Architecture

Architecture Overview

Energy Copilot is built entirely on Databricks, using the platform as both the data and compute backbone. The architecture follows three layers: Data Platform (ingestion, processing, storage), Serving Layer (Lakebase and SQL Warehouse), and Application Layer (FastAPI backend + React frontend).

┌─────────────────────────────────────────────────────────────────────┐
│                        EXTERNAL DATA SOURCES                        │
│  AEMO NEMWEB │ BOM Weather │ AER CDR │ OpenElectricity │ STTM Gas   │
│  CER LGC Registry │ AEMC │ ISP 2024 │ OpenNEM Facilities │ WEM      │
└─────────────────────────────────────────────────────────────────────┘
                              │ (30 pipeline jobs)
                              ▼
┌─────────────────────────────────────────────────────────────────────┐
│                    MEDALLION LAKEHOUSE (Unity Catalog)               │
│                                                                     │
│  BRONZE (raw)         SILVER (clean)         GOLD (curated)         │
│  ─────────────        ────────────────        ──────────────────    │
│  · Raw NEMWEB CSV     · Deduped prices        · nem_prices_5min     │
│  · API JSON dumps     · Validated gen data    · nem_generation_by_  │
│  · Weather feeds      · Normalised weather      fuel                │
│  · ISP documents      · Parsed AER docs       · nem_fcas_prices     │
│  · STTM gas data      · DNSP enriched data    · market_briefs       │
│                                               · dnsp_asset_*        │
│                                               · 108+ tables total   │
└─────────────────────────────────────────────────────────────────────┘
         │                                             │
         ▼                                             ▼
┌─────────────────┐                       ┌──────────────────────────┐
│  ML PLATFORM    │                       │   SERVING LAYER          │
│  ─────────────  │                       │  ──────────────────────  │
│  · MLflow       │                       │  Lakebase (primary)      │
│    Experiments  │                       │  · Postgres-compatible   │
│  · Model        │                       │  · Continuous sync from  │
│    Registry     │                       │    Gold Delta tables     │
│  · XGBoost      │                       │  · 10–38ms query latency │
│  · Prophet      │                       │                          │
│  · IsolationFo. │                       │  SQL Warehouse (fallback) │
│  · LightGBM     │                       │  · 400–1000ms latency    │
│  5 experiments  │                       │  · All 108+ tables       │
└─────────────────┘                       └──────────────────────────┘
                                                       │
                              ┌────────────────────────┘
                              ▼
┌─────────────────────────────────────────────────────────────────────┐
│                        FASTAPI BACKEND                              │
│  64 routers │ 636+ endpoints │ Python 3.11                         │
│  · Market data (prices, gen, FCAS, interconnectors, weather)        │
│  · DNSP endpoints (AIO, assets, RAB, vegetation, workforce)         │
│  · AI/ML endpoints (forecasts, anomaly, copilot SSE stream)         │
│  · Genie proxy (natural language → SQL results)                     │
│  · Settlement + compliance + environmental endpoints                │
└─────────────────────────────────────────────────────────────────────┘
                              │
                              ▼
┌─────────────────────────────────────────────────────────────────────┐
│                       REACT FRONTEND                                │
│  React 18 │ TypeScript │ Vite │ Tailwind CSS │ Recharts            │
│  564 pages │ React Router v6 │ SSE streaming copilot               │
│  · Front Office dashboards (live market, generation, FCAS, gas)     │
│  · Middle Office ETRM (deals, portfolio, risk, forward curves)      │
│  · Back Office (settlement, compliance, environmentals)             │
│  · DNSP Intelligence Suite (10 sub-groups)                         │
│  · AI Copilot chat interface with live tool call streaming          │
└─────────────────────────────────────────────────────────────────────┘
                              │
                    ┌─────────┴──────────┐
                    ▼                    ▼
          ┌──────────────┐    ┌─────────────────────┐
          │  FMAPI       │    │  12 GENIE AI/BI      │
          │  (Claude     │    │  SPACES              │
          │  Sonnet 4.5) │    │  Natural Language    │
          │  51 tools    │    │  SQL interface       │
          └──────────────┘    └─────────────────────┘

Data Platform: Medallion Lakehouse

Bronze Layer — Raw Ingestion

The Bronze layer stores raw data exactly as received from source systems, with minimal transformation. All Bronze tables are append-only and partitioned by ingest date.

▶ WHAT YOU NEED TO DO
Please summarize the Energy Copilot architecture overview in two sentences.

▶ Stored items from a collection
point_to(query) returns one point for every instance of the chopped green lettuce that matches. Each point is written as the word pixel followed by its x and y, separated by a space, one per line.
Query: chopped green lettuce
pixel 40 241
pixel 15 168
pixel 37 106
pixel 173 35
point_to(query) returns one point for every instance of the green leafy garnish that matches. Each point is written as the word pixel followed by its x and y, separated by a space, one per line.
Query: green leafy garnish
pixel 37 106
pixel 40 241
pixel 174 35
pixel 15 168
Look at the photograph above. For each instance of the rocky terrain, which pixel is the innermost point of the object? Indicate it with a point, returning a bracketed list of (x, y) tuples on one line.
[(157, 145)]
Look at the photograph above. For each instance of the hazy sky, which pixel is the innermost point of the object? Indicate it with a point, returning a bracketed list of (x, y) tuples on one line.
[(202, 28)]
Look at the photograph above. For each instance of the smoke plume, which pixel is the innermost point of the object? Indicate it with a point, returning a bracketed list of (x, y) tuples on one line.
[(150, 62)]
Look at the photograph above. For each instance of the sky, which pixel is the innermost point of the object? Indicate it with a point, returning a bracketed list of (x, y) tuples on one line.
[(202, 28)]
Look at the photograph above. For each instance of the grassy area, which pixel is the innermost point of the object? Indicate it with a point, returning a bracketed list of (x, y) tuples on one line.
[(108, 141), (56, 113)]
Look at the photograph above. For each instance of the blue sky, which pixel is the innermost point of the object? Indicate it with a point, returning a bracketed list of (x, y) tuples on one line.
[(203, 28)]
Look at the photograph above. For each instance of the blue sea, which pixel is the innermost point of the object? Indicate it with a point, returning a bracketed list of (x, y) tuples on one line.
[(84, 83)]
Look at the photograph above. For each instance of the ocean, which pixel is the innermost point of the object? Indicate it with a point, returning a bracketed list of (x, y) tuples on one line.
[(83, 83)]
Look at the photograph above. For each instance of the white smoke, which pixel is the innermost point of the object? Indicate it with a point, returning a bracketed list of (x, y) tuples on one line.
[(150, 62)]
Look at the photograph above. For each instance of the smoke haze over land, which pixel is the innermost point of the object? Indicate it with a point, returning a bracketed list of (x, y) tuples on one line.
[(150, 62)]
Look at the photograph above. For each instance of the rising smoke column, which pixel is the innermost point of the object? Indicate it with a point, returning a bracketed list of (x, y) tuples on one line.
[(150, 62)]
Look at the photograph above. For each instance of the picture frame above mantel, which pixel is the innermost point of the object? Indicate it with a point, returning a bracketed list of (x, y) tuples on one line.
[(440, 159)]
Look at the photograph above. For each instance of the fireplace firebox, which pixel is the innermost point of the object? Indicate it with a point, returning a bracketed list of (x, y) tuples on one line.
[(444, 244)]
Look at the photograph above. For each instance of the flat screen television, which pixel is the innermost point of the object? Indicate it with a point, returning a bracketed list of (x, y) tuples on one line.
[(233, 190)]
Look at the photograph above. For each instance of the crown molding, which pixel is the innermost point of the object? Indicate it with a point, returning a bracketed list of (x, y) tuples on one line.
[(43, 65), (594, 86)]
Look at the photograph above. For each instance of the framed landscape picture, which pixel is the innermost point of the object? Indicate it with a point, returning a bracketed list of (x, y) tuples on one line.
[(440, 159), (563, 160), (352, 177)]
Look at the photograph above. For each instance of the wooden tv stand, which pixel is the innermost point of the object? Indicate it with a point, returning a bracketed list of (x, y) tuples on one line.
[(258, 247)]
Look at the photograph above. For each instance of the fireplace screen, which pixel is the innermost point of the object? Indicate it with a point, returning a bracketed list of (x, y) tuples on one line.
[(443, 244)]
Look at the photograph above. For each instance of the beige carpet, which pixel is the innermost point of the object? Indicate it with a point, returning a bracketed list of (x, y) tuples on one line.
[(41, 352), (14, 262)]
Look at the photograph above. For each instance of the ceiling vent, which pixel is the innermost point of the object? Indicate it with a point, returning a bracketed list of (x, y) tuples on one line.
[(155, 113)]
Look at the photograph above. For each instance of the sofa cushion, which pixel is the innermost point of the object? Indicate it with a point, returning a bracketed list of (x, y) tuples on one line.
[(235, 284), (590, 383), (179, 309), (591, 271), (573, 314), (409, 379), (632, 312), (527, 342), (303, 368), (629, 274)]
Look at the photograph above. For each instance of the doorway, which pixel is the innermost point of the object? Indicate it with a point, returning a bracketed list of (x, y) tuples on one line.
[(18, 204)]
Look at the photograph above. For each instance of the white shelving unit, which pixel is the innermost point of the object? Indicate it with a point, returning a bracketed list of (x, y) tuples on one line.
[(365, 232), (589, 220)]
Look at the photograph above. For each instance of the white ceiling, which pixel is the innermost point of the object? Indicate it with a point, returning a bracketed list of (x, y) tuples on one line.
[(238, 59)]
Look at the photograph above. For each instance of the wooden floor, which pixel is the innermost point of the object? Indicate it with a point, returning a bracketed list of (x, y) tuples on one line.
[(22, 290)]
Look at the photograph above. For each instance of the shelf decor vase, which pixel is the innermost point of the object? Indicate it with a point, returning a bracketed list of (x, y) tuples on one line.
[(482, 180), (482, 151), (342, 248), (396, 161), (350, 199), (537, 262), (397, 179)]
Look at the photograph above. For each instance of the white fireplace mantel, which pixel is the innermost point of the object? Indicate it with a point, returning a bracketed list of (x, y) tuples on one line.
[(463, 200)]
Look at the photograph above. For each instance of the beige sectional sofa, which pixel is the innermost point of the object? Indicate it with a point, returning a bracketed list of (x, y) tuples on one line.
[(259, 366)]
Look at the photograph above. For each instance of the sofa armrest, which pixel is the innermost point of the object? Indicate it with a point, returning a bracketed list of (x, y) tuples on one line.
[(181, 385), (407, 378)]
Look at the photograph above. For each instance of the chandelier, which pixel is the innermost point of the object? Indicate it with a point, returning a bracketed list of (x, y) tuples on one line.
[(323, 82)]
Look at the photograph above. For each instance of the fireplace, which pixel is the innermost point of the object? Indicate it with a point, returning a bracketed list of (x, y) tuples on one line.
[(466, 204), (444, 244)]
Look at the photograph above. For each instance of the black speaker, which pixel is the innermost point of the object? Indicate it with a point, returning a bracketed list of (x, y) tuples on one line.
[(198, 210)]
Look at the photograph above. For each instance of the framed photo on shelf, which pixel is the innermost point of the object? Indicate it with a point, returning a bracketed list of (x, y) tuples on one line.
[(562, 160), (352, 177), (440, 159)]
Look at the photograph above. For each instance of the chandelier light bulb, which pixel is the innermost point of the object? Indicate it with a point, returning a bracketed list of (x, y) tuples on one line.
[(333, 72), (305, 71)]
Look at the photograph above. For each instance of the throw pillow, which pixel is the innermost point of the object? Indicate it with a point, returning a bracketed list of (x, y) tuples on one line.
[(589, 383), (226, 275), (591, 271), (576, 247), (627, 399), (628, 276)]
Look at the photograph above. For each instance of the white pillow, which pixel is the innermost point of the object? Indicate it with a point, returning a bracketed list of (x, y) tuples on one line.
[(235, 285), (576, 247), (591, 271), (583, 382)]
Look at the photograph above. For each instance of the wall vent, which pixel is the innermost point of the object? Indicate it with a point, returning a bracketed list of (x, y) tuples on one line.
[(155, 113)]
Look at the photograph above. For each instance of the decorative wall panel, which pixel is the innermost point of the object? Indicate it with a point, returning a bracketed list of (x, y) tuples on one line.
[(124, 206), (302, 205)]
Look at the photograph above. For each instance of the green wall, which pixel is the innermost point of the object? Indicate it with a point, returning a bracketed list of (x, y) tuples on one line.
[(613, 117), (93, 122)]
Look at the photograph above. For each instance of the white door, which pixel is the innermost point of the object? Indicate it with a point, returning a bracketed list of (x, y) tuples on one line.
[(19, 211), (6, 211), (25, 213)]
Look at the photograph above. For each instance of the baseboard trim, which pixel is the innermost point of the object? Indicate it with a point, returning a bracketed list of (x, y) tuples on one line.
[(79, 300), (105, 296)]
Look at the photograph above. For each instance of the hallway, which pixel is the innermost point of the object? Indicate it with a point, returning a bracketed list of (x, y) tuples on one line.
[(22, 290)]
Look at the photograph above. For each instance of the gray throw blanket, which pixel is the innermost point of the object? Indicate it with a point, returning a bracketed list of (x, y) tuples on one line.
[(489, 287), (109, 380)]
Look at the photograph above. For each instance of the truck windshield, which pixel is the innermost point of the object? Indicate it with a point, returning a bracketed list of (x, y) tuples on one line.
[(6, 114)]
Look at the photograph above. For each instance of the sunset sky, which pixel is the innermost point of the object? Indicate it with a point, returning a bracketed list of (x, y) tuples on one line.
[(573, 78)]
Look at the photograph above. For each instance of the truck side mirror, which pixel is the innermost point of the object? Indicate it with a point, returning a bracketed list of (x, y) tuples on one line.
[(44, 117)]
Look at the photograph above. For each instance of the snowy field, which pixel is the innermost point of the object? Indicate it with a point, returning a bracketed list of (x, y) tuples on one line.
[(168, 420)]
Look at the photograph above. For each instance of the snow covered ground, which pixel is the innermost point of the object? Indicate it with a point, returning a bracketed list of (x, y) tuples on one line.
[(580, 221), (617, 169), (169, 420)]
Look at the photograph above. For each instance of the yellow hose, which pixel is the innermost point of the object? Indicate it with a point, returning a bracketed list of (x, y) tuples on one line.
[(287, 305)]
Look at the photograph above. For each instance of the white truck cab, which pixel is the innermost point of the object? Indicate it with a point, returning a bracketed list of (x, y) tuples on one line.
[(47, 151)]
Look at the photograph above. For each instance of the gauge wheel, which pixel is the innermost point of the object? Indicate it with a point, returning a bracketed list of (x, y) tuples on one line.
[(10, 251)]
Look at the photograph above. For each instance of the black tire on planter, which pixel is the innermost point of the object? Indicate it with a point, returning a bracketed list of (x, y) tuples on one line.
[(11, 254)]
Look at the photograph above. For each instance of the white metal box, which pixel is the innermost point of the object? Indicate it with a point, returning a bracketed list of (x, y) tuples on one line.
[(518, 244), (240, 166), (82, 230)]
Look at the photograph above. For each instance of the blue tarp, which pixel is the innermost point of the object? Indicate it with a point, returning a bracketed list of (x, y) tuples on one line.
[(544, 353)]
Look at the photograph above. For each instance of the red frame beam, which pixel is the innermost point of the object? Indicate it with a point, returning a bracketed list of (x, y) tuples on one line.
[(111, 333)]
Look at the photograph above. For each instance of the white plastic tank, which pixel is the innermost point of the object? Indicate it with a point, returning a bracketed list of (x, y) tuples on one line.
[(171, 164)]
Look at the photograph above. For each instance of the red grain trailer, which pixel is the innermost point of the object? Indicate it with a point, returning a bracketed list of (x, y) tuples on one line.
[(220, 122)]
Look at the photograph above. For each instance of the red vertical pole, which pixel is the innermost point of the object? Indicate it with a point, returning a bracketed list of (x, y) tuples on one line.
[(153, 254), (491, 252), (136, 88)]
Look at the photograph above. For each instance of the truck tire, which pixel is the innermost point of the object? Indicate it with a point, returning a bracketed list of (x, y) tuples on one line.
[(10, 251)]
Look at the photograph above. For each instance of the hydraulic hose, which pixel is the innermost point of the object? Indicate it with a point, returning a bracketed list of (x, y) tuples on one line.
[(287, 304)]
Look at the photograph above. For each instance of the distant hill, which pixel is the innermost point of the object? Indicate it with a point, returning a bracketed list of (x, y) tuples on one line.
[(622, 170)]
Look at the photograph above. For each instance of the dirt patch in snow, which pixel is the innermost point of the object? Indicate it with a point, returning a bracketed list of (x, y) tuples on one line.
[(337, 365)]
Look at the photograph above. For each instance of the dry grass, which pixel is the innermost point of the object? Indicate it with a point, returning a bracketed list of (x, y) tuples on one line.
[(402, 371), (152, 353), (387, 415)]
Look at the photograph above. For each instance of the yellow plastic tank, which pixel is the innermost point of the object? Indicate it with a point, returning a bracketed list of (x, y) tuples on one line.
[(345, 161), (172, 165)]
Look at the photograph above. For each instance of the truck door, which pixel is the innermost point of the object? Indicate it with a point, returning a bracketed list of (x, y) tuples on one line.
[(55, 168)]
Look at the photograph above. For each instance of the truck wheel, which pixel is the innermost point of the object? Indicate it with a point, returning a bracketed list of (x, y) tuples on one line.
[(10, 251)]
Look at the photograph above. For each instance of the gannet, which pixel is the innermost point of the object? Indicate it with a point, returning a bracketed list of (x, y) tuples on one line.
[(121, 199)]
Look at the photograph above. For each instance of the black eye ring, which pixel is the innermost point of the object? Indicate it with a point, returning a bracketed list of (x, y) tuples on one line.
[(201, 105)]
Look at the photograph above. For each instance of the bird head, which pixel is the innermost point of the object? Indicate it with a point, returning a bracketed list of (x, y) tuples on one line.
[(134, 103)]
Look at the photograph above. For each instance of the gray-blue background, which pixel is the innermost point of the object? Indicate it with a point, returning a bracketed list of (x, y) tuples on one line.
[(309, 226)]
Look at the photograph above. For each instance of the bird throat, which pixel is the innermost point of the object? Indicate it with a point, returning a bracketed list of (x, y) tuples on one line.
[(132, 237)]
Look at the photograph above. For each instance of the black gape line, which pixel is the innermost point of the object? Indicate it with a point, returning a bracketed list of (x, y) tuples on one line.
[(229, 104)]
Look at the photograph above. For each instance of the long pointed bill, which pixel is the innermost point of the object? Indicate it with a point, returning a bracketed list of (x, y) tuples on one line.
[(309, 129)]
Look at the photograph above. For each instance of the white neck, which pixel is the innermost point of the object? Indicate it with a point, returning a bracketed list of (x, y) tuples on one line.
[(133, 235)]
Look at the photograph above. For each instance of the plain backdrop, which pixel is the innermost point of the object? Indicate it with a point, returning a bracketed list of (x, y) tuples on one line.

▶ WRITTEN RESPONSE
Energy Copilot is built entirely on Databricks, which serves as both its data and compute backbone, and its architecture has three layers: a Data Platform for ingestion, processing, and storage, a Serving Layer made up of Lakebase and SQL Warehouse, and an Application Layer with a FastAPI backend and a React frontend. In the data platform, the Bronze layer stores raw data as received from source systems with minimal transformation, in append-only tables partitioned by ingest date.